[Source text]
Politics of the benign and empowering the empowered
Another consequence of focusing on gaining access to the data, is to ignore the politics of the data themselves, what the data reveals, or how they are used and for whose interests (Shah 2013). The open data movement largely seeks to present an image of being politically benign and commonsensical, promoting a belief that opening up data is inherently a good thing in and of itself by democratising data. For others, making data accessible is just one element with respect to the notion of openness. Just as important are what the data consist of, how they can be used, and how they can create a more just and equitable society. If open data merely serves the interests of capital by opening public data for commercial re-use and further empowers those who are already empowered and disenfranchises others, then it has failed to make society more democratic and open (Gurstein 2011; Shah 2013).
Implicit in most discussions on open data is that the data is neutral and objective in nature and that everyone has the potential to access and use such data (Gurstein 2011; Johnson 2013). However, these are not the case. With respect to open data themselves, as Johnson (2013) contends, a high degree of social privilege and social values are embedded in public sector data with respect to what data are generated relating to whom and what (especially within domains that function as disciplinary systems, such as social welfare and law enforcement), and whose interests are represented within the data set and whose interests are excluded. As such, value structures are inherent in data sets and these subsequently shape analysis and interpretation and work to propagate injustices and reinforce dominant interests.
Citizens have differential access to the hardware and software required to download and process open data sets, as well as varying levels of skills required to analyze, contextualize and interpret the data (Gurstein 2011). And even if some groups have the ability to make compelling sense of the data, they do not necessarily have the contacts needed to gain a public voice and influence a debate, or the political skill to take on a well resourced and savvy opponent. As such, the democratic potential of open data has been overly optimistic, with most users those with high degrees of technical knowledge and an established political profile (McClean 2011). Indeed, open data can work to further empower the empowered and to reproduce and deepen power imbalances (Gurstein 2011). An oft-cited example of the latter is the digitization of land records in Karnataka, India, where an open data project, which was promoted as a ‘pro-poor’ initiative, worked to actively disenfranchise the poor by enabling those with financial resources and skills to access previously restricted data and to re-appropriate their lands (Gurstein 2011; Slee 2012; Donovan 2012). Far from aiding all citizens, in this case open data facilitated a change in land rights and a transfer of wealth from poor to rich. In other words, opening data does not mean an inherent democratization of data. Indeed, open data can function as a tool of disciplinary power (Johnson 2013).
Utility and usability
In a study of a number of different open data projects, Helbig et al. (2012) reported that many are too technically focused amounting to “little more than websites linked to miscellaneous data files, with no attention to the usability, quality of the content, or consequences of its use.” The result is a set of open data sites that operate more as data holdings or data dumps, lacking the qualities expected in a well organised and run data infrastructure such as clean, high quality, validated and interoperable data that comply with data standards and have appropriate metadata and full record sets (associated documentation); preservation, backup and auditing policies; re-use, privacy and ethics policies; administrative arrangements, management organisation and governance mechanisms; and financial stability and a long term plan of development and sustainability. Many sites also lack appropriate tools and contextual materials to support data analysis. Moreover, the data sets released are often low-hanging fruit, consisting of those that are easy to release and contain non-sensitive data that has relatively low utility. In contrast, data that might be more difficult and demanding to make open, due to issues of sensitivity or because they require more management work to comply with data protection laws, often remain closed (Chignard 2013).

Location labeling items
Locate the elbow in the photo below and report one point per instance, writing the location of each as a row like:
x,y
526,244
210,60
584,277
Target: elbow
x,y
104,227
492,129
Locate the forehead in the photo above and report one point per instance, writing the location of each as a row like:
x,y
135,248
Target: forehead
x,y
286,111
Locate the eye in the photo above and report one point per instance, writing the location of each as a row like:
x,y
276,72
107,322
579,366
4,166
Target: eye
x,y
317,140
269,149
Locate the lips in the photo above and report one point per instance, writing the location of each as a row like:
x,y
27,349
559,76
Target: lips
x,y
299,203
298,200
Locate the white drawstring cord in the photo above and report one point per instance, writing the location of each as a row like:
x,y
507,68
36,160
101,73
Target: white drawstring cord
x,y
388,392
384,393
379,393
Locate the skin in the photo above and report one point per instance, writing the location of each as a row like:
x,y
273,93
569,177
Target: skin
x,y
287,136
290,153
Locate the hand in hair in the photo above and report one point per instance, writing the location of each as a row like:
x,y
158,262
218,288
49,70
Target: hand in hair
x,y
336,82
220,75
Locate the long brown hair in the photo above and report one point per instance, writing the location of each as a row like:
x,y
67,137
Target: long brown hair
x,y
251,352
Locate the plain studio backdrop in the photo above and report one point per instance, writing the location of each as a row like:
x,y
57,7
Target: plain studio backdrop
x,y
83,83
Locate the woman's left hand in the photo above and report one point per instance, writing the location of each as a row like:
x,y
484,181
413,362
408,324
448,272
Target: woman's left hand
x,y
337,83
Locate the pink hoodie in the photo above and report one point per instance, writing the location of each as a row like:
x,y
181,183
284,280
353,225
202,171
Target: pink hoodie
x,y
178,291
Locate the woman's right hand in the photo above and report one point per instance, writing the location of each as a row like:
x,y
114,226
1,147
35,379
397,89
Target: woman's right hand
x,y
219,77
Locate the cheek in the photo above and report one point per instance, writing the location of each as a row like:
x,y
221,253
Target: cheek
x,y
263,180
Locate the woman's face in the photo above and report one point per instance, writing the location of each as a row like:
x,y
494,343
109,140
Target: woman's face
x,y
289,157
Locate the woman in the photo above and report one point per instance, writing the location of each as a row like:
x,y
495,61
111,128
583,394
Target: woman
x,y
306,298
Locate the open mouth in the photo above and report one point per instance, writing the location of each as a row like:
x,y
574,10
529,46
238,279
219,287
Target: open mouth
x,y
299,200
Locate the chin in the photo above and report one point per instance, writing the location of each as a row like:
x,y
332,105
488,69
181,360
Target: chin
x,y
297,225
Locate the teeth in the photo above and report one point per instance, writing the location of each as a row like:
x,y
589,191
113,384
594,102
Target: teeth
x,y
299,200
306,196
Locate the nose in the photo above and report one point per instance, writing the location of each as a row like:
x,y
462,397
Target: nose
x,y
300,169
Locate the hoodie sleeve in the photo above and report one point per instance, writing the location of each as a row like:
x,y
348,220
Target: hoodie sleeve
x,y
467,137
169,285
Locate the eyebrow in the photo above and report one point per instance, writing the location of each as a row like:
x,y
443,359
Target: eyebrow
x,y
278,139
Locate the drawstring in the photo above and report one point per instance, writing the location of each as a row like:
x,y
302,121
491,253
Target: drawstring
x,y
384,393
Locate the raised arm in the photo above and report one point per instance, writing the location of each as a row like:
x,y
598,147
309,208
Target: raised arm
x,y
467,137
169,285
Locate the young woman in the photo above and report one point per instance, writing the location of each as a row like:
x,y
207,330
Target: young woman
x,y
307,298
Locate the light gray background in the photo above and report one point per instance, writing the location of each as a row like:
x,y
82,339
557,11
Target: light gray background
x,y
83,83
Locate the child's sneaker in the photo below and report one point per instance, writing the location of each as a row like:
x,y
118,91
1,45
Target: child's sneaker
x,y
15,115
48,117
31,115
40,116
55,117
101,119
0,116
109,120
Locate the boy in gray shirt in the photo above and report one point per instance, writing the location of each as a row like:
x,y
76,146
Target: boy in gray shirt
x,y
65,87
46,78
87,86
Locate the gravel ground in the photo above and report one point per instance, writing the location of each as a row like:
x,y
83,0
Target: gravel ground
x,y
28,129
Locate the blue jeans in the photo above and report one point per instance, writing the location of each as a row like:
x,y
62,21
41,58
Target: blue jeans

[Exercise details] In three sentences, summarize the text on open data.

[Result of this task] Open data is often presented as politically benign, but its data are not neutral: social privilege and values embedded in public sector data shape analysis and can reinforce dominant interests. Because citizens differ in their access to hardware, software and skills, open data can further empower the already empowered, as when the digitization of land records in Karnataka, India, enabled a transfer of wealth from poor to rich. Many open data sites also act as data dumps that lack attention to usability, quality and supporting tools, and they tend to release easy, low-utility data sets while more sensitive or demanding data often remain closed.